§ **EXERCISE**:
Give every line below again, exactly.

*** SOURCE RECORDS

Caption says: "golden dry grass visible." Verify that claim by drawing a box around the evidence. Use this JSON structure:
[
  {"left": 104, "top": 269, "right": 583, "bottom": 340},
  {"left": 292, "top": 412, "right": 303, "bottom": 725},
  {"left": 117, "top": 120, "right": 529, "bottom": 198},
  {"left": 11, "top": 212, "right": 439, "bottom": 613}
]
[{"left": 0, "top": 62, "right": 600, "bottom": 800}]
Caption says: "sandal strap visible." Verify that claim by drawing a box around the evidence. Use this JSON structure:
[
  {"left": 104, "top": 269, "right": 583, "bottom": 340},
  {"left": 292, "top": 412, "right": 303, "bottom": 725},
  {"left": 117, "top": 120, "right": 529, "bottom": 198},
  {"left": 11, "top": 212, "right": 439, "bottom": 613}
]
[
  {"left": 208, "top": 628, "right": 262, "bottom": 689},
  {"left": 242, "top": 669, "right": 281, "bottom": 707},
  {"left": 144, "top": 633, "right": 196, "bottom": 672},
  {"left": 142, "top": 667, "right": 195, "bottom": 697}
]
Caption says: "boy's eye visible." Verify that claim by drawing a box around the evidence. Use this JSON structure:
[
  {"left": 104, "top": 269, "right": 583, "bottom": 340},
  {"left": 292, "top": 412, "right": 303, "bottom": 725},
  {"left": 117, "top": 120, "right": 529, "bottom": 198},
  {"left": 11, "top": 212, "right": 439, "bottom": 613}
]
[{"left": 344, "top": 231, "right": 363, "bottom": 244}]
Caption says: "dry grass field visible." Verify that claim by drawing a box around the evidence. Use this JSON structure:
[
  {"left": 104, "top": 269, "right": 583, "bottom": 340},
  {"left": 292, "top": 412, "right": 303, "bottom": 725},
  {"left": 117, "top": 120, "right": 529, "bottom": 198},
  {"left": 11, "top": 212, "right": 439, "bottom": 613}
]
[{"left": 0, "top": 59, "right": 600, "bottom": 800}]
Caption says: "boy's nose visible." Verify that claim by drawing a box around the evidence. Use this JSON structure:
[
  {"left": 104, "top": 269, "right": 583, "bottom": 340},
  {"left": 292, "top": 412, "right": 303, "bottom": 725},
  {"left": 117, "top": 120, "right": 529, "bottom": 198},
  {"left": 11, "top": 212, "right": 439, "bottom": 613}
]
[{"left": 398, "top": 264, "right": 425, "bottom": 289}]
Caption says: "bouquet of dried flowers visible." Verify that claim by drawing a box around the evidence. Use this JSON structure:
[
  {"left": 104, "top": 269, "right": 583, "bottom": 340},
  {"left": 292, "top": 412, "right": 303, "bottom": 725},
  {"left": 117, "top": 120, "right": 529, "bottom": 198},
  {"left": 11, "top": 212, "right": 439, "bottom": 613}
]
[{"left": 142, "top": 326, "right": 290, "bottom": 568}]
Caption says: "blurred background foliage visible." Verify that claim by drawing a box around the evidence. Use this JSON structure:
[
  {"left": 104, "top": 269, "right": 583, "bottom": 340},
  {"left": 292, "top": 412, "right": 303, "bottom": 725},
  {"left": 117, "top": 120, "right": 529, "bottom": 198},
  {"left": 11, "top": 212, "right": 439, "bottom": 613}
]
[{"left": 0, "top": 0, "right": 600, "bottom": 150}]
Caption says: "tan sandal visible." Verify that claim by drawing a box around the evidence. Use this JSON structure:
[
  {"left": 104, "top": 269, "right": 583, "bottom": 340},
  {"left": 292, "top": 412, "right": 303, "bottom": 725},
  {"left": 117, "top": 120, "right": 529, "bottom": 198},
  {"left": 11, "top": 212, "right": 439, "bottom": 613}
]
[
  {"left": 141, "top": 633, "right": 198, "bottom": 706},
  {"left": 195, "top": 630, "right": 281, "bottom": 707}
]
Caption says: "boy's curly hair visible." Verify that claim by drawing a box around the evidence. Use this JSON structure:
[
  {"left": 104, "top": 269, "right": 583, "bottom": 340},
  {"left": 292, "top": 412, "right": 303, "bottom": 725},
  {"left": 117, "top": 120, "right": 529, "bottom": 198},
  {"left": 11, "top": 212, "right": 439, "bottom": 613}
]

******

§ **COMPLETE OUTPUT**:
Caption says: "golden dry grass visible." Verify that claim by drawing a box around the evidence. Use this JSON structure:
[
  {"left": 104, "top": 269, "right": 583, "bottom": 340},
  {"left": 292, "top": 412, "right": 303, "bottom": 725},
  {"left": 117, "top": 120, "right": 529, "bottom": 198},
  {"left": 11, "top": 212, "right": 439, "bottom": 613}
]
[{"left": 0, "top": 62, "right": 600, "bottom": 800}]
Caption says: "sandal strap visible." Verify that claim by drawing a box around the evidence. Use this JSON structure:
[
  {"left": 104, "top": 269, "right": 583, "bottom": 340},
  {"left": 292, "top": 412, "right": 303, "bottom": 725},
  {"left": 117, "top": 120, "right": 529, "bottom": 198},
  {"left": 11, "top": 212, "right": 439, "bottom": 613}
]
[
  {"left": 208, "top": 628, "right": 262, "bottom": 689},
  {"left": 242, "top": 669, "right": 281, "bottom": 707},
  {"left": 144, "top": 633, "right": 196, "bottom": 672},
  {"left": 142, "top": 667, "right": 195, "bottom": 697}
]
Caption says: "boy's eye visible." Verify that claim by drawing a box around the evidence. Use this JSON structure:
[
  {"left": 104, "top": 269, "right": 583, "bottom": 340},
  {"left": 292, "top": 412, "right": 303, "bottom": 725},
  {"left": 117, "top": 120, "right": 529, "bottom": 198},
  {"left": 11, "top": 212, "right": 439, "bottom": 613}
]
[{"left": 344, "top": 231, "right": 363, "bottom": 244}]
Caption says: "dry grass field visible." Verify that claim by drawing a box around the evidence. Use this JSON structure:
[
  {"left": 104, "top": 269, "right": 583, "bottom": 340},
  {"left": 292, "top": 412, "right": 303, "bottom": 725},
  {"left": 117, "top": 120, "right": 529, "bottom": 198},
  {"left": 11, "top": 212, "right": 439, "bottom": 613}
]
[{"left": 0, "top": 59, "right": 600, "bottom": 800}]
Caption says: "boy's nose visible." Verify that claim by drawing a box around the evidence. Use this JSON structure:
[
  {"left": 104, "top": 269, "right": 583, "bottom": 340},
  {"left": 292, "top": 412, "right": 303, "bottom": 725},
  {"left": 117, "top": 120, "right": 529, "bottom": 198},
  {"left": 11, "top": 212, "right": 439, "bottom": 613}
]
[{"left": 398, "top": 264, "right": 425, "bottom": 289}]
Caption says: "bouquet of dried flowers visible." Verify that claim by drawing a box around the evidence. Use this JSON structure:
[
  {"left": 104, "top": 269, "right": 583, "bottom": 340},
  {"left": 292, "top": 412, "right": 303, "bottom": 725},
  {"left": 117, "top": 120, "right": 529, "bottom": 198},
  {"left": 11, "top": 212, "right": 439, "bottom": 613}
]
[{"left": 142, "top": 326, "right": 290, "bottom": 568}]
Caption says: "blurred background foliage visible." Verify that claim by drawing a box around the evidence. Use this JSON structure:
[
  {"left": 104, "top": 269, "right": 583, "bottom": 340},
  {"left": 292, "top": 412, "right": 303, "bottom": 725},
  {"left": 117, "top": 120, "right": 529, "bottom": 198},
  {"left": 11, "top": 212, "right": 439, "bottom": 613}
]
[{"left": 0, "top": 0, "right": 600, "bottom": 150}]
Caption says: "tan sandal visible." Verify that claim by drawing a box around the evidence. Use this JSON structure:
[
  {"left": 104, "top": 269, "right": 583, "bottom": 340},
  {"left": 292, "top": 412, "right": 303, "bottom": 725},
  {"left": 117, "top": 120, "right": 529, "bottom": 198},
  {"left": 11, "top": 212, "right": 439, "bottom": 613}
]
[
  {"left": 141, "top": 633, "right": 198, "bottom": 706},
  {"left": 195, "top": 630, "right": 281, "bottom": 707}
]
Caption says: "boy's curly hair visible." Verify that claim by drawing a box around the evidence. Use this JSON structure:
[
  {"left": 104, "top": 269, "right": 583, "bottom": 340},
  {"left": 292, "top": 412, "right": 303, "bottom": 725},
  {"left": 117, "top": 120, "right": 529, "bottom": 198},
  {"left": 11, "top": 212, "right": 439, "bottom": 613}
]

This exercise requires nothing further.